===== Text passage

Yeah, I used to do a lot of 'shrooms in college, so maybe this set of beliefs is unique to me, but I have talked with enough folks from seminary and read books on this to know that, for all but the strictest fundamentalist ("proof reader") interpretations of scripture, I venture that the majority of us belief that the story was written for a pre-intellectual readership to explain some very difficult concepts. Perhaps over reliance on imagery and over simplification was the best and only way to do this at the time.
posted by psmealey at 7:18 AM on May 26, 2005


*stands up, applauds kyrademon *

Great posts. I started reading the article, got to point 5 and gave up in disgust. The entire thing is completely devoid of ANY scientific reasoning apart from the random forays that explain how probability works and what "fact" means. Some of the quotes are priceless, too - there's one that says that transitional forms don't exist. Only, it was written in 1944. And we all know that the fossil record - or science generally - hasn't really advanced much over the past sixty years.

If the authors are really hoping to convince scientists that ID is the only rational explanation, they're going to have to do a lot better than that. Then again, I suspect that the aim of the article was to get a response out quickly so that creationists wouldn't have to reconsider their cosy world-view. Creationists/ID-ers aren't likely to read the whole thing - if they did, they'd realise that it's full of holes. They just want a long article they can shove under people's noses and say "See! This science proves I'm right!"

Bevets:
Evolution is the best explanation for life given the arbitrary restriction that God MUST NOT be invoked.

WTF? I don't even know where to begin with this. Scientists don't invoke God in their explanations because it's not relevant. And many of them don't believe he exists, either.

And good work in ignoring all the refutations of the article that you posted.

==========
===== Extracted information

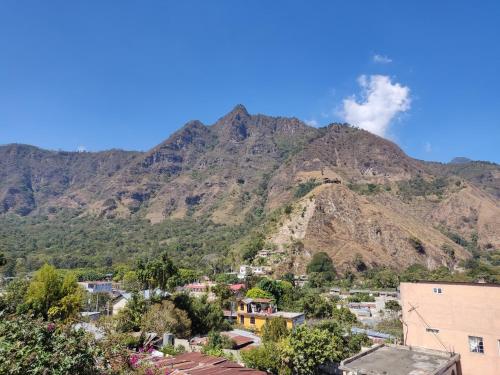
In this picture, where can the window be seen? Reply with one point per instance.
(476, 344)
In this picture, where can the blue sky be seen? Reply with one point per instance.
(126, 74)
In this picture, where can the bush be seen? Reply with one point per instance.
(165, 317)
(417, 245)
(35, 347)
(305, 187)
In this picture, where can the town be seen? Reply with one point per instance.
(158, 319)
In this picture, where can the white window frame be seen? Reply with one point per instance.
(476, 344)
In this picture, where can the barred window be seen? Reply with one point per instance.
(476, 344)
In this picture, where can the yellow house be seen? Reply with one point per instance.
(254, 312)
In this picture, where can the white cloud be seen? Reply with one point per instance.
(381, 102)
(311, 122)
(381, 59)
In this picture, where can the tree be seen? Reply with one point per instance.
(204, 316)
(54, 296)
(156, 273)
(12, 299)
(165, 317)
(33, 346)
(320, 269)
(316, 306)
(306, 349)
(258, 293)
(276, 288)
(223, 293)
(131, 282)
(130, 317)
(263, 357)
(274, 330)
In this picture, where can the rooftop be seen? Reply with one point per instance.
(399, 360)
(453, 283)
(287, 315)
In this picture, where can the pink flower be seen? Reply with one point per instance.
(133, 360)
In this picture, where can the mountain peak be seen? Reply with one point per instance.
(240, 109)
(460, 160)
(238, 113)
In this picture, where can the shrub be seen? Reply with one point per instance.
(305, 187)
(33, 346)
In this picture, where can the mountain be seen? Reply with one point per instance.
(300, 189)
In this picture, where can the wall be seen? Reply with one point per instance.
(461, 310)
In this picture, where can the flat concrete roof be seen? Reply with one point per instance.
(399, 360)
(287, 315)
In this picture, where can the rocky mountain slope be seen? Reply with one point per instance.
(337, 189)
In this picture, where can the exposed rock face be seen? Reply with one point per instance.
(367, 197)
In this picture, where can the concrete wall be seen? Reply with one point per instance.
(460, 311)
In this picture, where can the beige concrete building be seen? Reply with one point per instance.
(386, 359)
(461, 318)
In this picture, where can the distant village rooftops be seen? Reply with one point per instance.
(464, 283)
(400, 360)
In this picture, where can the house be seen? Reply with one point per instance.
(263, 253)
(386, 359)
(375, 336)
(455, 316)
(254, 312)
(90, 315)
(97, 286)
(244, 271)
(200, 289)
(120, 302)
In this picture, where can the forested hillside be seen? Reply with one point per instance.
(213, 195)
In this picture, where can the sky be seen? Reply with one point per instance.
(95, 75)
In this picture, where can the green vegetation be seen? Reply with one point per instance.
(367, 189)
(71, 241)
(361, 297)
(420, 187)
(417, 245)
(320, 269)
(53, 295)
(33, 346)
(305, 187)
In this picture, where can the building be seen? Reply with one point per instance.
(455, 317)
(388, 359)
(254, 312)
(200, 289)
(375, 336)
(97, 286)
(121, 301)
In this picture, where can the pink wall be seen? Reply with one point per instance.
(461, 310)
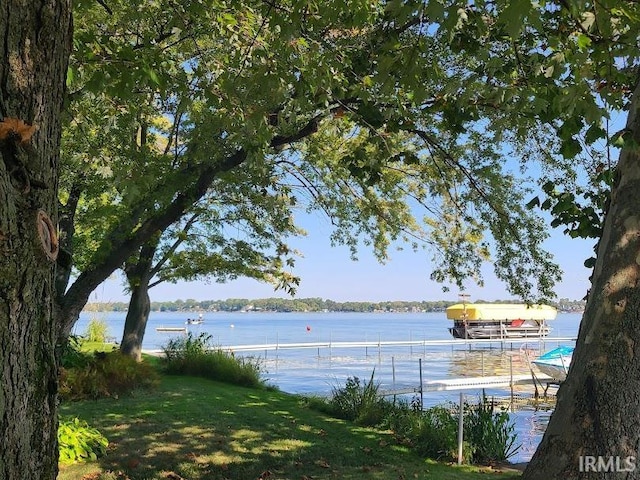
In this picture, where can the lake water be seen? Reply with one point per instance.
(317, 371)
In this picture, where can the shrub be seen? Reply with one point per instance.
(96, 331)
(359, 402)
(106, 375)
(490, 432)
(71, 355)
(78, 441)
(190, 355)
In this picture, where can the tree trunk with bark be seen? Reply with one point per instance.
(139, 272)
(594, 431)
(136, 322)
(35, 41)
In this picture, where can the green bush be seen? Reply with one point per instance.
(488, 435)
(190, 355)
(96, 331)
(490, 432)
(359, 402)
(78, 441)
(106, 375)
(71, 355)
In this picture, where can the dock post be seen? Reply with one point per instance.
(421, 391)
(393, 377)
(511, 381)
(460, 428)
(330, 346)
(410, 342)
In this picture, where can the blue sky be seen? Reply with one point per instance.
(328, 272)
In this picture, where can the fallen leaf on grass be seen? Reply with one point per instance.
(173, 476)
(91, 476)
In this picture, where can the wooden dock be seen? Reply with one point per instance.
(393, 343)
(470, 383)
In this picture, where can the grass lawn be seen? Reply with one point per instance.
(197, 429)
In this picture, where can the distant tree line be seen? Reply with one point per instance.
(307, 305)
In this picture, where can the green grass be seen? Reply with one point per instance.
(197, 429)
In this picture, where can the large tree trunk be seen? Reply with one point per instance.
(35, 40)
(136, 321)
(139, 272)
(595, 429)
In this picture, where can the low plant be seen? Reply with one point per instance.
(78, 441)
(490, 431)
(194, 355)
(359, 402)
(488, 435)
(96, 331)
(71, 354)
(108, 374)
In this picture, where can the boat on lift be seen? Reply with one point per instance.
(555, 363)
(500, 320)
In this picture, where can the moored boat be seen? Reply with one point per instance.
(555, 363)
(500, 320)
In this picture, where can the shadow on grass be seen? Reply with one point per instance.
(196, 429)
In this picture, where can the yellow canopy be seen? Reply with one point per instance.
(500, 311)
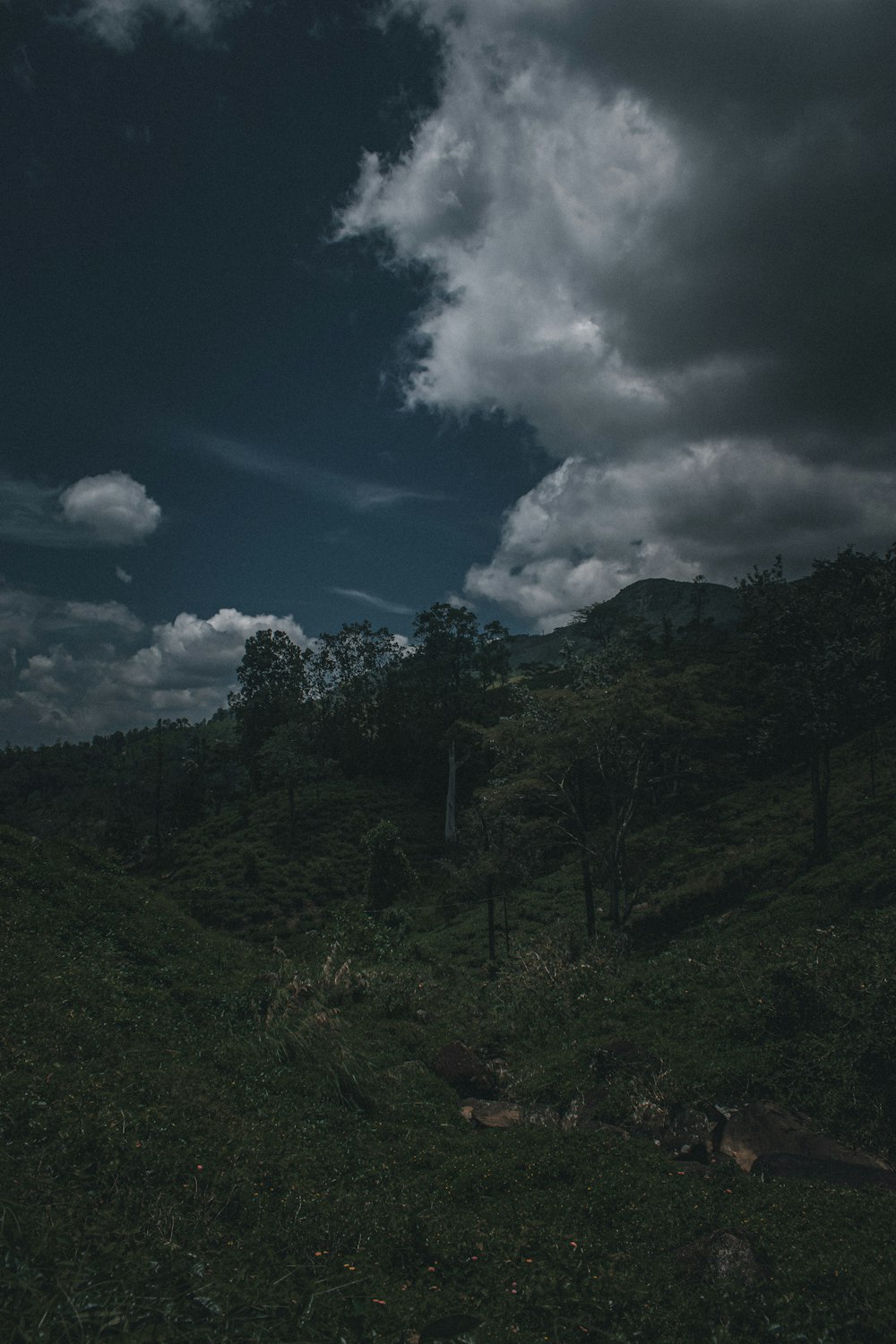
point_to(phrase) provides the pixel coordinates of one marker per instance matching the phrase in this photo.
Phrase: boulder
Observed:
(462, 1067)
(823, 1168)
(493, 1115)
(724, 1254)
(763, 1128)
(689, 1133)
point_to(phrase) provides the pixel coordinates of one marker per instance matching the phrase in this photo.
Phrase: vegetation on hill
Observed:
(282, 1064)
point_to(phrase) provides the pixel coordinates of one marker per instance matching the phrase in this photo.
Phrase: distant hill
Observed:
(645, 604)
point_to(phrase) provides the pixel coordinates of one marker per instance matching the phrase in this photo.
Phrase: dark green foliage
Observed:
(389, 871)
(237, 1132)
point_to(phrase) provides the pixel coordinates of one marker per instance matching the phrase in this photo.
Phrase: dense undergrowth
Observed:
(206, 1139)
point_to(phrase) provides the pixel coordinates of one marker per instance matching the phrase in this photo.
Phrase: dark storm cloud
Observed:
(782, 247)
(662, 233)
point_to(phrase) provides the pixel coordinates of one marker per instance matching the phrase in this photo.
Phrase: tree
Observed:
(454, 669)
(347, 674)
(815, 642)
(389, 871)
(594, 760)
(273, 685)
(284, 761)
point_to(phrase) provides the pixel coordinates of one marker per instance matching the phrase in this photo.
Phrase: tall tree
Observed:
(273, 685)
(814, 640)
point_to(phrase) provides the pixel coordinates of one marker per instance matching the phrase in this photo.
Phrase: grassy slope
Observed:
(204, 1142)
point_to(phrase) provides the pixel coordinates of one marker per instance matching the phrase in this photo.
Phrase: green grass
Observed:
(204, 1140)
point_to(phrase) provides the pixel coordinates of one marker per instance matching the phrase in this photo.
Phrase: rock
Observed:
(493, 1115)
(462, 1067)
(582, 1110)
(689, 1132)
(771, 1166)
(538, 1113)
(650, 1118)
(724, 1254)
(763, 1129)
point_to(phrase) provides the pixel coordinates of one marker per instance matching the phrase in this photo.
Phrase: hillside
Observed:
(643, 605)
(204, 1140)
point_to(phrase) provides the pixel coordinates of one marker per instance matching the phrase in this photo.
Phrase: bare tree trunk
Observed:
(820, 771)
(489, 892)
(450, 828)
(589, 892)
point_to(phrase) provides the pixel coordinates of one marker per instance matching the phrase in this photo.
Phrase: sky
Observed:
(323, 312)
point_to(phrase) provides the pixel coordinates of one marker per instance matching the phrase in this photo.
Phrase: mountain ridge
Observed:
(646, 602)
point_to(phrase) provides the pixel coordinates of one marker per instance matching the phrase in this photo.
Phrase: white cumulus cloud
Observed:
(113, 507)
(120, 22)
(653, 231)
(73, 669)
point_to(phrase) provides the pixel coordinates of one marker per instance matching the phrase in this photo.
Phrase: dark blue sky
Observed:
(308, 317)
(167, 279)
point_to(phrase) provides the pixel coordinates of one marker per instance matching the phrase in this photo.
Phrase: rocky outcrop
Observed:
(462, 1067)
(492, 1115)
(823, 1168)
(763, 1128)
(724, 1254)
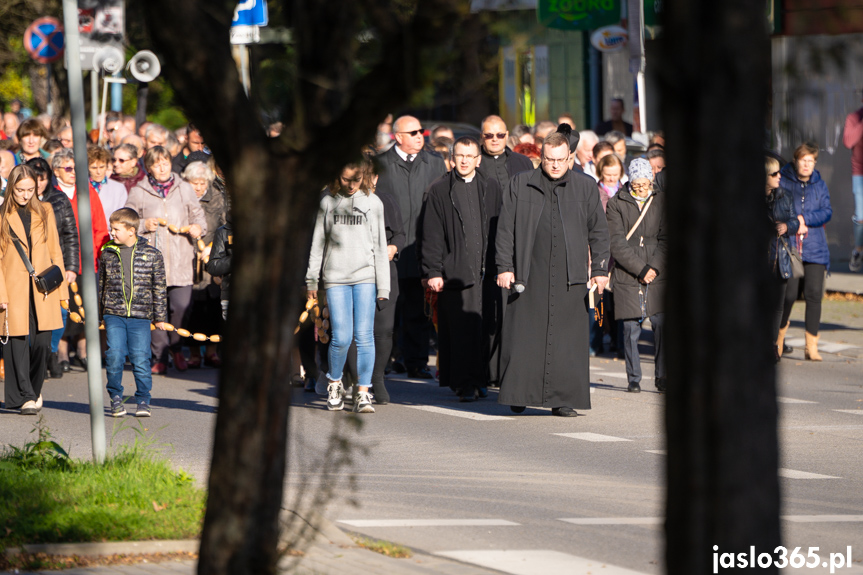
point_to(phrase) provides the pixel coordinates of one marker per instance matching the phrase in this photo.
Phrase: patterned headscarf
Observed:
(640, 168)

==========

**Given request A**: In the forum discussion about evolution and intelligent design, in what year was the quote claiming that transitional forms don't exist written?
**Given request B**: Quote the forum discussion about evolution and intelligent design between "posted by psmealey" and "past sixty years.", inclusive.
**Given request C**: Extend the forum discussion about evolution and intelligent design from where it stops.

**Expected answer A**: 1944

**Expected answer B**:
posted by psmealey at 7:18 AM on May 26, 2005


*stands up, applauds kyrademon *

Great posts. I started reading the article, got to point 5 and gave up in disgust. The entire thing is completely devoid of ANY scientific reasoning apart from the random forays that explain how probability works and what "fact" means. Some of the quotes are priceless, too - there's one that says that transitional forms don't exist. Only, it was written in 1944. And we all know that the fossil record - or science generally - hasn't really advanced much over the past sixty years.

**Expected answer C**:
posted by blag at 7:19 AM on May 26, 2005


And I think "pre-intellectual" is the perfect adjective for creationists.
posted by blag at 7:22 AM on May 26, 2005


Err, why is it such a big deal if someone is taught ID and creationist stuff.

I've thought about this before. In the end, I realized that my opposition to teaching ID in schools is the result of patriotism. If our nation is to remain prosperous in the long-term, we'll need to continue producing and attracting the best scientific minds in the world.

If we stop teaching science in schools, we'll stop doing both.
posted by Eamon at 7:25 AM on May 26, 2005


And as a sidenote, are there any Christians out here who also support non-ID evolution? If so, how? I've thought about it (for a full five minutes) and can't reconcile the two. At all. Unless one uses the old "moves in mysterious ways" argument.

My father-in-law says that arguing over all this hooey is just silly. He's a Methodist Lay Leader ( I think, maybe a Deacon? I'm not terribly familliar with the Church structure; anyway), and he says that when you make something you really care about, you take your time and do it as well as you can, so seven days really must be a pretty story, because even an omnipotent being would want to take longer than that on a project that He loved.
posted by Medieval Maven at 7:48 AM on May 26, 2005


gsb wrote "Err, why is it such a big deal if someone is taught ID and creationist stuff. If they continue their studies in science they will inevitably come up to a point zenith, where evidence over-rules lazy thinking. Excuse the sexism, but this event separates the Men from the Boys."

The problem is that many of these people do not continue their studies in science (often because ID and other crap teach them that science is worthless), but quite a few of them do vote to elect people who make laws that directly affect your ability to believe in things we can prove rather than basing our society on a book quite often (mis)used to spread hatred by the likes of Fred Phelps, or restrict reproductive freedoms, etc. That is the fundamental problem (no pun intended).

bevets wrote "You cant trust what you read at the visitors center!!! Those stories were obviously written for religious zealots who refuse to ask questions for fear of the answers."

I think you're confusing the Mt. Rushmore example with the book currently on sale at the Grand Canyon park service desk, the one that implies that God dug that big hole just for fun.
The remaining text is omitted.